>> Start Extracted material

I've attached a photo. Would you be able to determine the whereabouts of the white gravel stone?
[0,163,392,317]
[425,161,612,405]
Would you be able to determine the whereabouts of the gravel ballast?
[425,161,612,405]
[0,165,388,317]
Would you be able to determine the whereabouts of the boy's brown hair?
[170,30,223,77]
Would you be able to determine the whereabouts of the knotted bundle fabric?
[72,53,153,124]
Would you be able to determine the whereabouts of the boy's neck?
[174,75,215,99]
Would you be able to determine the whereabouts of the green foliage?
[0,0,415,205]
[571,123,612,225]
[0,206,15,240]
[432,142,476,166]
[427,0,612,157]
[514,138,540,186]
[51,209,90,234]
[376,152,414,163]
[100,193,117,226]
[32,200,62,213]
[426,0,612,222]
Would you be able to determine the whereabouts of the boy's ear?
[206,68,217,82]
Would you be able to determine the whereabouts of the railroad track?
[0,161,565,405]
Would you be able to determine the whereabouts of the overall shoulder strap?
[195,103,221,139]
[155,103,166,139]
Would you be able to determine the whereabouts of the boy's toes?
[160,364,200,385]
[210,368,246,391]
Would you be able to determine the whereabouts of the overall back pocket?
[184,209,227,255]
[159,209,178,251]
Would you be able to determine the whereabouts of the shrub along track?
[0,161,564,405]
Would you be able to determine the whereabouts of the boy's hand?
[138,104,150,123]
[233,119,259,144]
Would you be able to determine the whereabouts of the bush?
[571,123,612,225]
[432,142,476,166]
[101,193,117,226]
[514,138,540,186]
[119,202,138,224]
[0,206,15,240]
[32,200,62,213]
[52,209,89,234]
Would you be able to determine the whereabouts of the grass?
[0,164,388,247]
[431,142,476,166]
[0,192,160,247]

>> End Extracted material

■ Instructions for the task ■
Copy everything from the line containing "Would you be able to determine the whereabouts of the bush?" down to the last line of the entries, keeping every line unchanged.

■ Full response ■
Would you be able to determine the whereabouts of the bush?
[571,123,612,225]
[432,142,476,166]
[101,193,117,226]
[514,138,540,186]
[119,202,138,224]
[0,206,15,240]
[32,200,62,213]
[52,209,89,234]
Would you be able to determine the whereabouts of the grass?
[0,164,388,247]
[431,142,476,166]
[0,192,160,247]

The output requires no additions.